Search the data for the string "ridge" and extract every line where it appears.
*** Opening of Material for this exercise ***
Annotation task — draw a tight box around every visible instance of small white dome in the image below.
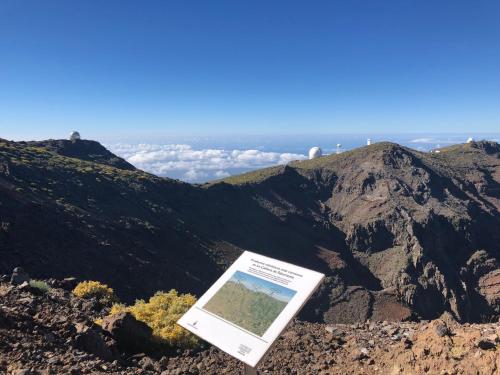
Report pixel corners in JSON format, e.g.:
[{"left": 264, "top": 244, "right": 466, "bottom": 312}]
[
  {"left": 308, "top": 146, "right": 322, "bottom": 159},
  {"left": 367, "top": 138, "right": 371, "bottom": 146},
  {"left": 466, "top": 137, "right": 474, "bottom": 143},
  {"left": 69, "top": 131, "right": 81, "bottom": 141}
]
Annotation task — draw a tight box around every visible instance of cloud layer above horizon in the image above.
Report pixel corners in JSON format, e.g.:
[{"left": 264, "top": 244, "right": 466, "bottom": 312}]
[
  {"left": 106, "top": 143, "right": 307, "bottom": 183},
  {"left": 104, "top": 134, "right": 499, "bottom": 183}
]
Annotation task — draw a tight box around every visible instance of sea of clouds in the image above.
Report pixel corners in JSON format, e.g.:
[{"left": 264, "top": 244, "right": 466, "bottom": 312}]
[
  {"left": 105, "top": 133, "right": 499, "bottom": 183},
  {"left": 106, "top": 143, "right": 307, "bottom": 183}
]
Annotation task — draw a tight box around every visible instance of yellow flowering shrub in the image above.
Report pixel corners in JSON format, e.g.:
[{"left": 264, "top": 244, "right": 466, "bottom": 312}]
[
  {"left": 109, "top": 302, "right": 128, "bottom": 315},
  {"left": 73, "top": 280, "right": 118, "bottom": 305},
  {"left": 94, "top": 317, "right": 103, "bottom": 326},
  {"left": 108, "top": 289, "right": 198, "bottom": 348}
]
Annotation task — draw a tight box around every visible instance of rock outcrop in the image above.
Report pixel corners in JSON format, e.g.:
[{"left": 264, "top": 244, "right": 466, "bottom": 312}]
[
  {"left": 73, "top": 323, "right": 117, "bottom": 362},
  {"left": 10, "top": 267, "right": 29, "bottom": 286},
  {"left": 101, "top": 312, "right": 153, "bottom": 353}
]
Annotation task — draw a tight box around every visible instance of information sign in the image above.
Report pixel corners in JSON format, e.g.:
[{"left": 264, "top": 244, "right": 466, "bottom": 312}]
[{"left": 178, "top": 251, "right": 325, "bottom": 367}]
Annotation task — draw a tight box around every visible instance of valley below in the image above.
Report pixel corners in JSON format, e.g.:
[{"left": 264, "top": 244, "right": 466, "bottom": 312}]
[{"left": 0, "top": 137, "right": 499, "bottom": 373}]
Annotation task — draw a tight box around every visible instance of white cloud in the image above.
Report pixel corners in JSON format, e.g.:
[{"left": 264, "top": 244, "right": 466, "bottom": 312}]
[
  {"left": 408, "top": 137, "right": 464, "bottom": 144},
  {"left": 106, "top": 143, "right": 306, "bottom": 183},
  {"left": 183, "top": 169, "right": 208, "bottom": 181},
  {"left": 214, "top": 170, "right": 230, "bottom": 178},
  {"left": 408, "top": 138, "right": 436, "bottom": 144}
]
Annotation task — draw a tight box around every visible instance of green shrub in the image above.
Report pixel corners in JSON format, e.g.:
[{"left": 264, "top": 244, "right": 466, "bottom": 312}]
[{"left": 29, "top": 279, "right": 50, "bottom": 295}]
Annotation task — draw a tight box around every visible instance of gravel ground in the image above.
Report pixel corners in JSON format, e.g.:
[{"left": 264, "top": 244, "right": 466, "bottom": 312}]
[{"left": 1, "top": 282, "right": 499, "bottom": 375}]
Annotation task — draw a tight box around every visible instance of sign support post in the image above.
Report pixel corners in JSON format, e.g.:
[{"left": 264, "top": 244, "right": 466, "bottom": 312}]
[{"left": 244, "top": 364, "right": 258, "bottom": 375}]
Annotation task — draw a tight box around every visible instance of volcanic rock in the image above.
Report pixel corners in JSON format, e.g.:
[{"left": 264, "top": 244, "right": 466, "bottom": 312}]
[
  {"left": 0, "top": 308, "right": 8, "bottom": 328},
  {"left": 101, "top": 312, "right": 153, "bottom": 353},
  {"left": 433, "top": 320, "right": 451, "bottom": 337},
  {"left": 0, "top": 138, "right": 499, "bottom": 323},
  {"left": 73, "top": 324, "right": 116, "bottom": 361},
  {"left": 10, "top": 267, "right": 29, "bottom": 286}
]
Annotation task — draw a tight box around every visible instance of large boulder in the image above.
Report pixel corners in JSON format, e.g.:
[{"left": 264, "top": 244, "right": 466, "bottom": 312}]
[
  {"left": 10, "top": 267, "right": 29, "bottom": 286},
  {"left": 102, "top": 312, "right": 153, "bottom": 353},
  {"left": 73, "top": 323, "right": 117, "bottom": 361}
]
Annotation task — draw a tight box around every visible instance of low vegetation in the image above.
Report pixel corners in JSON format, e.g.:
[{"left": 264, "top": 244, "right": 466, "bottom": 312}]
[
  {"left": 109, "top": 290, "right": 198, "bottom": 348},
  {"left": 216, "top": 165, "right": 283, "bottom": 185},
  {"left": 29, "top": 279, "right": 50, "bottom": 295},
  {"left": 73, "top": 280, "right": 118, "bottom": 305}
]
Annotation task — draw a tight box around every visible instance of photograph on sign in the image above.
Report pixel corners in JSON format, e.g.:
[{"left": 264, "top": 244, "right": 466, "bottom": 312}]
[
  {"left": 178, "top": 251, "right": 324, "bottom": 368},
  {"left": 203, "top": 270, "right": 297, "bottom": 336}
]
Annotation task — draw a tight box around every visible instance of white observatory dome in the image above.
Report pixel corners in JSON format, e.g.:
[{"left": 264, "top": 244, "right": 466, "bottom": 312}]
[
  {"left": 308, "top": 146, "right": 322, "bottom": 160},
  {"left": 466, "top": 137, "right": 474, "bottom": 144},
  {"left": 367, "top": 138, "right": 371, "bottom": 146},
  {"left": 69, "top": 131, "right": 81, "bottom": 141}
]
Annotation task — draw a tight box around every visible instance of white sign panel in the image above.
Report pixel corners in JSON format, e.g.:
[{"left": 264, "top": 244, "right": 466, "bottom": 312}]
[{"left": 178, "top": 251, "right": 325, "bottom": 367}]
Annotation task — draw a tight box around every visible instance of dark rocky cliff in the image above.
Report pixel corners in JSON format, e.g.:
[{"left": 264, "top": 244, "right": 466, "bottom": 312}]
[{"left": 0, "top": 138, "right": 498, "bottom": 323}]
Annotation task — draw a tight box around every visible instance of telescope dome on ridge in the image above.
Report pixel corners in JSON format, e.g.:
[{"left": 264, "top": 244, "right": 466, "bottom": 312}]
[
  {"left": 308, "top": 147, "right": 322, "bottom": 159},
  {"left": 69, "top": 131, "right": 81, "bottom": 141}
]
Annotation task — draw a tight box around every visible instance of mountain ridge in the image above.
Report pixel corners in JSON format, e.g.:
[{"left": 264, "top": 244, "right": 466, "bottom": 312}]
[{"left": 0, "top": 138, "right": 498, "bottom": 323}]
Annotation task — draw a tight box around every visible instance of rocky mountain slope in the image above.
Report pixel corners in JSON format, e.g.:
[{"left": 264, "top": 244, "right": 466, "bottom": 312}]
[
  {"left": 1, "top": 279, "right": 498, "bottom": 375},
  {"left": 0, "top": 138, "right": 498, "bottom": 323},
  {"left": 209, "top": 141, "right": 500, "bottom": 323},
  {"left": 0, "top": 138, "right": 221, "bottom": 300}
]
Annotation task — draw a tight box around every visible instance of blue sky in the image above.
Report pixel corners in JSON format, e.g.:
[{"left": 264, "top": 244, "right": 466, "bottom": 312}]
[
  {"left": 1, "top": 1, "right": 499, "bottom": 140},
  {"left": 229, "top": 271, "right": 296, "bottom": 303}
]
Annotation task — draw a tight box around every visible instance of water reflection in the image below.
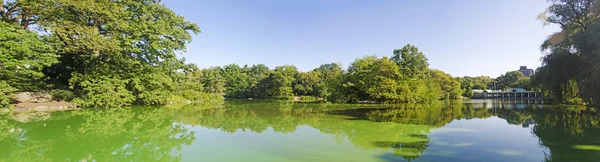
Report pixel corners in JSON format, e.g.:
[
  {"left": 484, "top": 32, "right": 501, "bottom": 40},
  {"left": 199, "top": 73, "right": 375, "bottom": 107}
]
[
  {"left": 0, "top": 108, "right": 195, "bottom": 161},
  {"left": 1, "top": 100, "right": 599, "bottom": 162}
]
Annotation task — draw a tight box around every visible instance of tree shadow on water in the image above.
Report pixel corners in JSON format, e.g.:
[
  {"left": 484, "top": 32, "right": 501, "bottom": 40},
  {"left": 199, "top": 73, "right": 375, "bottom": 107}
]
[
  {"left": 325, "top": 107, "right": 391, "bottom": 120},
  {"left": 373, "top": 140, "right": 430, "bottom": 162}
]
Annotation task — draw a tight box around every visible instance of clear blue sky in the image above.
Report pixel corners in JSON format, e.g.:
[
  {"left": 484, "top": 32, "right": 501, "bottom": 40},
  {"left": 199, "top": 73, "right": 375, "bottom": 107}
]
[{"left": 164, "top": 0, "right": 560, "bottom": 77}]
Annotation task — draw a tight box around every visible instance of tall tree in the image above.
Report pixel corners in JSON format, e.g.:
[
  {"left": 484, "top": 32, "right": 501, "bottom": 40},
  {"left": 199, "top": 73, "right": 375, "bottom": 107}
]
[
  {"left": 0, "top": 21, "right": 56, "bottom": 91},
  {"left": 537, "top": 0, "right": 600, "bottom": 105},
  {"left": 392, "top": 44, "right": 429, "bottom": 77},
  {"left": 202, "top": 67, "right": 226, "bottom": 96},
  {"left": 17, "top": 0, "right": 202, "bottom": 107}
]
*** Close of Material for this exercise ***
*Written answer*.
Annotation task — draw a tight box around every visible instance of telescope dome on ridge in the image above.
Annotation task — draw a tight box around every visible instance of mountain ridge in the image above.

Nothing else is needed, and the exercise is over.